(Items from a dataset)
»»
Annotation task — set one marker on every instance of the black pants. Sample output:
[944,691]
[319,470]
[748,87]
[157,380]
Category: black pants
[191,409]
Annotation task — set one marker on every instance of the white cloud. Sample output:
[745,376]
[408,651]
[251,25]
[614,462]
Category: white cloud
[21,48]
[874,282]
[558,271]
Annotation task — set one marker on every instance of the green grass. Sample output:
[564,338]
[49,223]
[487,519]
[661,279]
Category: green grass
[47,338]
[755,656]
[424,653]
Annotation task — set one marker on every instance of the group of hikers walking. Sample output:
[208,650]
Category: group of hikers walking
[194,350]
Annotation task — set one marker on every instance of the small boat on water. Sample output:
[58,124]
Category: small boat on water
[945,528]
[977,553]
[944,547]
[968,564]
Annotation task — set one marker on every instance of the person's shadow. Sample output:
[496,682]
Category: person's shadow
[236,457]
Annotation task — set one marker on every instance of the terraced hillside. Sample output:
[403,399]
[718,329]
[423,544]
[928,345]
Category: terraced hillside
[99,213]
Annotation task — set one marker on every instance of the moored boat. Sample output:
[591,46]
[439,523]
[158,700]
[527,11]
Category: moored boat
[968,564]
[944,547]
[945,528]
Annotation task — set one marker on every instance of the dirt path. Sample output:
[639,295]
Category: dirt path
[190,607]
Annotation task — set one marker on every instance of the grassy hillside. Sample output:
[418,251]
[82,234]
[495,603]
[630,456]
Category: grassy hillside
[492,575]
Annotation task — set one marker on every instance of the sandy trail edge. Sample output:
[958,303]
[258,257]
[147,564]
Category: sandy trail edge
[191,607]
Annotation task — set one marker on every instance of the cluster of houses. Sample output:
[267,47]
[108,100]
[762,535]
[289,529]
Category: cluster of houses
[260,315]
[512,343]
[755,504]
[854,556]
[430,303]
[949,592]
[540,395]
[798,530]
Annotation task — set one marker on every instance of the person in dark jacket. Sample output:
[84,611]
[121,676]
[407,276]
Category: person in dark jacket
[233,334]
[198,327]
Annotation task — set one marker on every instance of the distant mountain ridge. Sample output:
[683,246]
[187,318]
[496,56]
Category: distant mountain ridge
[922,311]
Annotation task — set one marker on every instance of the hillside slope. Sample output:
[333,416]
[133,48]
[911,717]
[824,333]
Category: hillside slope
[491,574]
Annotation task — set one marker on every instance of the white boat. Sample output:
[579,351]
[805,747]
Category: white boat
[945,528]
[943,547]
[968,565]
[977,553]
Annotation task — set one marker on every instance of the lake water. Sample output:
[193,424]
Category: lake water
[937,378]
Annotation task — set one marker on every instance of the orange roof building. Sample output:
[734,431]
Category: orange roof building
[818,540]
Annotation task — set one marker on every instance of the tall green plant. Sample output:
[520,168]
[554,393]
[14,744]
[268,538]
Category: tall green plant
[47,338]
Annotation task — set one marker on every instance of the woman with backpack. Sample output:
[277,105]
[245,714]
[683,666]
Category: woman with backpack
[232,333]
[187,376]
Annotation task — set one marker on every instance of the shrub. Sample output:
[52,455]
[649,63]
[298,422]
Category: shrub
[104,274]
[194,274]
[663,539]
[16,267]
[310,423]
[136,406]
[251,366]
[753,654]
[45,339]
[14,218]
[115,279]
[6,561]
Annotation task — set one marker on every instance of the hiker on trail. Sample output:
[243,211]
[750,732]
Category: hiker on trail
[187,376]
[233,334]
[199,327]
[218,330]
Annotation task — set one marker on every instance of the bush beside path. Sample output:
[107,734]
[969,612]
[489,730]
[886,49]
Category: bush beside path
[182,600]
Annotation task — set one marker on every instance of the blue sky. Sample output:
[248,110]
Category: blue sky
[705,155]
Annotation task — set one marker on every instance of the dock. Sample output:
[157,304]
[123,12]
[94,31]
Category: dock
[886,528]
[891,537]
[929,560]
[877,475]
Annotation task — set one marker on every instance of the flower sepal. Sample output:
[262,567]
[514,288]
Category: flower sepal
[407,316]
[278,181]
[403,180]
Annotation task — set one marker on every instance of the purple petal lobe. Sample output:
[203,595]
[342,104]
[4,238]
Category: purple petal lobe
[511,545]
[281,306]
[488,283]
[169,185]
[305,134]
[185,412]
««
The request: Reproduce every line of the records from the line containing "of the orange" through the end of the records, and increase each number in the answer point coordinates by 7. Keep all other lines unchanged.

Answer to this problem:
Annotation task — set one marker on every instance of the orange roof building. Sample output:
[734,431]
Category: orange roof building
[825,547]
Annotation task — set one marker on every instance of the tall green plant. Sample output:
[520,168]
[554,393]
[14,744]
[268,538]
Category: tall green plant
[54,345]
Annotation task — set one marker on every instance of the woman with backpack. Sample output:
[277,105]
[245,714]
[683,666]
Category: woman with backpack
[239,340]
[194,383]
Annotation task — set one marker on every instance of the shrub. Sample output:
[52,455]
[649,63]
[298,422]
Category: shrub
[111,281]
[201,281]
[670,546]
[23,274]
[317,430]
[143,413]
[258,373]
[760,661]
[52,346]
[21,225]
[122,286]
[13,568]
Annotation task — set one marker on every instance of the hiker on trail. Sample output:
[243,211]
[750,732]
Category: hiker on trail
[194,383]
[240,341]
[206,334]
[225,337]
Annotation task — set one marker on every instance of the bush beside path. Sample output:
[107,734]
[969,612]
[489,730]
[886,49]
Category: bush beside path
[189,607]
Annotation task — set one marker on every instance of the blue sky. Sample output:
[248,110]
Category: blue sky
[712,162]
Annotation task — set one marker on every instance of the dock. Sample output:
[157,304]
[123,12]
[94,31]
Category: dock
[893,535]
[898,544]
[936,567]
[884,482]
Annotation task — set one marker on every instance of the flower sepal. Sample output:
[262,567]
[514,288]
Category: flower sepal
[414,323]
[285,188]
[410,187]
Annotation task — set one marker on every instance of the purple petal lobe. Sample output:
[203,595]
[342,104]
[4,238]
Category: purple petal lobe
[518,552]
[288,313]
[495,290]
[176,192]
[312,141]
[192,419]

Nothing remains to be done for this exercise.